#### ARBEITSANWEISUNGEN:
- a) Beantworten Sie anhand des Lesetextes diese Fragen:
(i) Zu welcher Bibelstelle wurde die Predigt gehalten?
(ii) Wann fand der Anti-Missbrauchsgipfel im Vatikan statt?
(iii) Wer hat dafür gesorgt, dass es in der evangelischen Kirche keine Priester und Priesterinnen mehr gibt?
- b) Nennen Sie alle verschiedenen Wörter im Lesetext, die den Bestandteil „Missbrauch“ enthalten.
- c) Schreiben Sie den Lesetext von „das Erste, was“ bis einschließlich „seiner Schlussrede wider.“ wortgetreu ab.

Priester




(Predigt am 10.03.2019 zu Hebräer 4, 14-16)

Ihr Lieben,

das Erste, was vielen einfällt, wenn sie das Wort „Priester“ hören, ist „Missbrauch“. Was auch kein Wunder ist, denn gerade erst hat der Anti-Missbrauchsgipfel im Vatikan stattgefunden. Das war Ende Februar. Durch die bekanntgewordenen Missbrauchsfälle hat das Ansehen des Priesteramtes schon ordentlich gelitten. Der Anti-Missbrauchsgipfel im Vatikan hat, glaube ich, nicht viel dazu beigetragen, das Ansehen des Priesteramtes zu verbessern. Man hatte gerade vom allerobersten katholischen Priester viel erwartet, aber die Menschen waren enttäuscht vom Papst, weil er ich zu vage geäußert habe. So geben es jedenfalls viele Reaktionen zu seiner Schlussrede wider.

In der evangelischen Kirche gibt es keine Priester und Priesterinnen mehr. Dafür hat Martin Luther gesorgt. Jedenfalls gibt es in der evangelischen Kirche keine Priesterinnen und Priester mehr, wenn man diese als Mittler zwischen den Menschen und Gott versteht. Luther hat nämlich festgestellt: Die Menschen brauchen keine Mittler. Sie können direkt selber mit Gott kommunizieren. So gesehen hat die evangelische Kirche keine Priesterinnen und Priester. Oder andersrum: Sie ist voll davon, denn das macht uns im Grunde alle zu Priesterinnen und Priestern.

#### ANGEZEIGTE INFORMATIONEN:

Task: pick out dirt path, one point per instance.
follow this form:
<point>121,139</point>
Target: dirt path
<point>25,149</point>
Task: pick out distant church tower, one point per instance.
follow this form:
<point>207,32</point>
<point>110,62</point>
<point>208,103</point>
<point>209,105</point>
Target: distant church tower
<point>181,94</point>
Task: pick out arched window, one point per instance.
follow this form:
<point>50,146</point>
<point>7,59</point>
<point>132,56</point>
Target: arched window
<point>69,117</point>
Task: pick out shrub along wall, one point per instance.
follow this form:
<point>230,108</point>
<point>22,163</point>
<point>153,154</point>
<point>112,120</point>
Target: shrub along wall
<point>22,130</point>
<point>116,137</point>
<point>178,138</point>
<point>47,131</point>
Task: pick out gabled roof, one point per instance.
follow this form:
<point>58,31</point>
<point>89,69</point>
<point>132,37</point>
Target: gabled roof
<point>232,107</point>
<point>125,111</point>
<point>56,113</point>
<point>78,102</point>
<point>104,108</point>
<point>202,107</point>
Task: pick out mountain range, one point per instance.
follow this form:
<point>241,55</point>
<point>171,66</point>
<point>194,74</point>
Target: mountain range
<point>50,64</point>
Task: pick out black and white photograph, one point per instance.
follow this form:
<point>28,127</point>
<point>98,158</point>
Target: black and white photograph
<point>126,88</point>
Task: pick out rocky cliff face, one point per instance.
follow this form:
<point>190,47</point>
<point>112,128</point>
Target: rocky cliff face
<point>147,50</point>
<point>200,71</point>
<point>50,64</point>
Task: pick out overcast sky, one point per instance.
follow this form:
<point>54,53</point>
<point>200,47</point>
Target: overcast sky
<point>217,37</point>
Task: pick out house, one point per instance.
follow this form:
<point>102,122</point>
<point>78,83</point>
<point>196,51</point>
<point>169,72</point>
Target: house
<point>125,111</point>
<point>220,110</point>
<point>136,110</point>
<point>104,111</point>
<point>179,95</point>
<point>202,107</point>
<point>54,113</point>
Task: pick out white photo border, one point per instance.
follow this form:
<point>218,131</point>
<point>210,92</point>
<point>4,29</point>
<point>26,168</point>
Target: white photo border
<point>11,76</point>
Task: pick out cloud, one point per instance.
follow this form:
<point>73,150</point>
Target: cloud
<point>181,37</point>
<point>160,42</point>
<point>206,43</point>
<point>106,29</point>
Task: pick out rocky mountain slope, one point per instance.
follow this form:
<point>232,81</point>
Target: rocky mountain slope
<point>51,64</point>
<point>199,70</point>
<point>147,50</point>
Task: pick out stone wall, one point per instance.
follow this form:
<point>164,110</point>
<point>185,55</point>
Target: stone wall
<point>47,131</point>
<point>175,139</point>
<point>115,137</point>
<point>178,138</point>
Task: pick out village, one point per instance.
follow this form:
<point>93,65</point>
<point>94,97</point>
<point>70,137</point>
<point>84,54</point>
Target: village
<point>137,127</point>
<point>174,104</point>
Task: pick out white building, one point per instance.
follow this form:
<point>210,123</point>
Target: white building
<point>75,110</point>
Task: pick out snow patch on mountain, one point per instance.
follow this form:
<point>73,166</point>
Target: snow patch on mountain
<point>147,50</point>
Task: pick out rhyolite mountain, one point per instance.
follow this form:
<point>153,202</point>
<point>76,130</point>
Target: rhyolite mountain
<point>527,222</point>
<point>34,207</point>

#### ERGEBNISSE JE AUFGABE:
- a)
(i) Hebräer 4, 14-16
(ii) Ende Februar
(iii) Martin Luther

- b) Missbrauch, Anti-Missbrauchsgipfel, Missbrauchsfälle

- c)
das Erste, was vielen einfällt, wenn sie das Wort „Priester“ hören, ist „Missbrauch“. Was auch kein Wunder ist, denn gerade erst hat der Anti-Missbrauchsgipfel im Vatikan stattgefunden. Das war Ende Februar. Durch die bekanntgewordenen Missbrauchsfälle hat das Ansehen des Priesteramtes schon ordentlich gelitten. Der Anti-Missbrauchsgipfel im Vatikan hat, glaube ich, nicht viel dazu beigetragen, das Ansehen des Priesteramtes zu verbessern. Man hatte gerade vom allerobersten katholischen Priester viel erwartet, aber die Menschen waren enttäuscht vom Papst, weil er ich zu vage geäußert habe. So geben es jedenfalls viele Reaktionen zu seiner Schlussrede wider.